---------- Text section ----------
Green’s Dictionary of Slang

scope v.

also scope down, scope on, scope out, scope out on
[abbr. SE telescope]

1. (orig. US) to look over, to stare at, to investigate.

[UK]Cumberland Pacquet 7 Aug. 4/1: Now that I’ve laid the whole Mys’ry so thoroughly open, your Fancy, I think, will have nothing to scope on.
[US]J. Blake letter 27 March in Joint (1972) 58: Then I got Willie the bandleader narrowly scoping me to see if I’m going to jump off the end of the dock again.
[US]T. Whitmore Memphis-Nam-Sweden 127: She slipped around town to scope out the news.
[US]E. Folb Urban Black Argot 145: Scope On Someone to look intently at someone, esp. a female.
[US]E. Folb Runnin’ Down Some Lines 143: A nice-lookin’ young lady walkin’ down d’ street ’n you scopin’ on her.
[US]R. Price Breaks 61: Do you guys remember the first time you scoped out a stroke book?
[US](con. early 1950s) J. Ellroy L.A. Confidential 3: Meeks [...] scoped the setup.
[US]B. Hamper Rivethead (1992) 58: The guards might scope you down as you tipped that cold chalice to your lips.
[US]R. Shell Iced 47: Some eyes would scope you out to see if you were cool enough to gain entrance.
[US]N. McCall Makes Me Wanna Holler (1995) 80: The rollers are scopin’ us.
----------
• [Work instructions]
**A)** In the slang dictionary entry for "scope," what word is the verb said to be an abbreviation of?
**B)** Write the next part of the slang dictionary entry for "scope," picking up after its last line.
---------- Given data ----------
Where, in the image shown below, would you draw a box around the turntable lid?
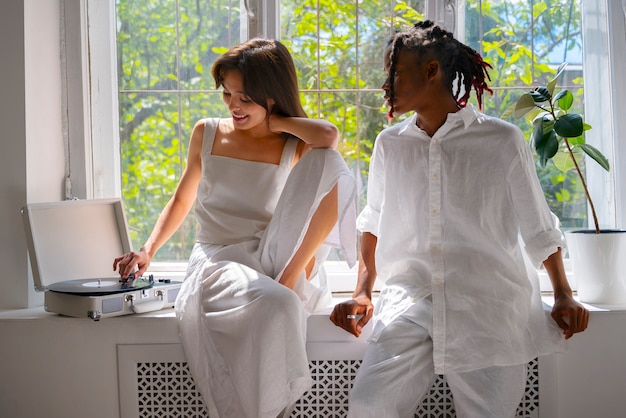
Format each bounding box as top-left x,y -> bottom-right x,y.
22,199 -> 131,290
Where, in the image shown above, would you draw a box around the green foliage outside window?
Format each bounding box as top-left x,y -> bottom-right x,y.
116,0 -> 586,261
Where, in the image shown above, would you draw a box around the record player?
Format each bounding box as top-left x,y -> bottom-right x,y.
22,199 -> 181,321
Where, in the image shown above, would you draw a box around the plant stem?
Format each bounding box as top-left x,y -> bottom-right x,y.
563,138 -> 600,234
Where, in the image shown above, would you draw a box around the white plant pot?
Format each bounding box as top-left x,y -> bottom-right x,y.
565,229 -> 626,305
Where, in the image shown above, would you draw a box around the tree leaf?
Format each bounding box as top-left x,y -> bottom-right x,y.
554,89 -> 574,110
554,113 -> 583,138
579,144 -> 610,171
547,62 -> 567,94
514,93 -> 535,119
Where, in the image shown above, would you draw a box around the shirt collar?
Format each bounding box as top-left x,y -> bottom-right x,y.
446,104 -> 480,129
399,104 -> 482,135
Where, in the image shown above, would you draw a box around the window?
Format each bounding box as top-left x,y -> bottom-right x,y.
84,0 -> 626,288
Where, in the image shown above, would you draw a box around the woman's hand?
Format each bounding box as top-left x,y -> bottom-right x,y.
330,296 -> 374,337
113,248 -> 151,280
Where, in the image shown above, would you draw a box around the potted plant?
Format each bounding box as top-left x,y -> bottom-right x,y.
503,63 -> 626,305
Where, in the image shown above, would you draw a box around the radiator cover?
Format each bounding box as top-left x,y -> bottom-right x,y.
118,344 -> 539,418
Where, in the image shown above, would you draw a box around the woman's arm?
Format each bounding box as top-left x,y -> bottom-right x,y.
269,114 -> 339,148
113,121 -> 204,278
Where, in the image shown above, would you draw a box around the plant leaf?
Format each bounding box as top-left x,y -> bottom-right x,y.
513,93 -> 535,119
554,113 -> 583,138
552,151 -> 574,173
529,87 -> 552,103
533,123 -> 559,167
579,144 -> 610,171
500,103 -> 517,119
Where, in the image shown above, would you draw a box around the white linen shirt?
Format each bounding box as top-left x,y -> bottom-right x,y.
357,106 -> 565,374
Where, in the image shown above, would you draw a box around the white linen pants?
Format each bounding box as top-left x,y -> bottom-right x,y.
348,299 -> 526,418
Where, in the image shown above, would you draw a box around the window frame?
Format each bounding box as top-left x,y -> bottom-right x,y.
78,0 -> 626,291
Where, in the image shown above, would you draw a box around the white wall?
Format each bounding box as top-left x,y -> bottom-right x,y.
0,0 -> 65,309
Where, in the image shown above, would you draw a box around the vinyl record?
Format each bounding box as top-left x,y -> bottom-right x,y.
48,276 -> 154,296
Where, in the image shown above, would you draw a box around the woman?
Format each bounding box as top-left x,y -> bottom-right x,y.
113,38 -> 356,418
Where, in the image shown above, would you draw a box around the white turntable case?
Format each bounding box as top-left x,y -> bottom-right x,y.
22,199 -> 181,320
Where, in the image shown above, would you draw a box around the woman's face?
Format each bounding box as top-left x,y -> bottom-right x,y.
222,70 -> 267,129
382,49 -> 428,115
----------
• [The results]
**A)** Telescope.

**B)**
[UK]M. Manning Get Your Cock Out 28: He shook his head and scoped the room, looking for dealers and young cunt.
[US]J. Lerner You Got Nothing Coming 222: The born New Yorker [...] head swivilling to scope out would-be muggers lurking behind parked cars.
[Aus]T. Winton ‘Boner McPharlin’s Moll’ in Turning (2005) 256: He eased the clutch and scoped his mirror.
[Scot]T. Black Gutted 235: You’re not scoping new prperty, are you?
[US]J. Stahl Pain Killers 47: Riffing through the prisoner files, scoping out a ninety-seven-tear-old’s mug shot.
[Aus]L. Redhead Thrill City [ebook] Guess he’d scoped out the escape route as soon as he’d checked into the room.
[UK]G. Knight Hood Rat 187: We send in a girl to scope him out, get up close to him.
[Aus]D. Whish-Wilson Old Scores [ebook] He crouched and scoped the flat length of street.
[US]C.D. Rosales Word Is Bone [ebook] Looking down like he was scoping shit out.
[UK]G. Krauze Who They Was 7: Big D [is paid] for scoping the ting [...] me and Gotti for doing the eat .
[Aus]P. Papathanasiou Stoning 89: ‘[H]ang around [...] scope the scene’.
[US]D. Swierczynski California Bear 32: [H]e drove to the Silver Lake home to scope out the second house.

2. to look in various public places for a partner for romance or sex.

[US]Eble Campus Sl. Nov. 5: scope out some juju – to pick up a sexual partner.
[US]J. Doyle College Sl. Dict. 🌐 scoping [Princeton] looking for possible members of the other sex to date, etc.
[US]R.P. McNamara Sex, Scams, and Street Life 111: Johnny learned to ‘scope the scene’ for men in the club who looked as if they had money and drugs.

3. (US campus) to cheat by copying in an exam.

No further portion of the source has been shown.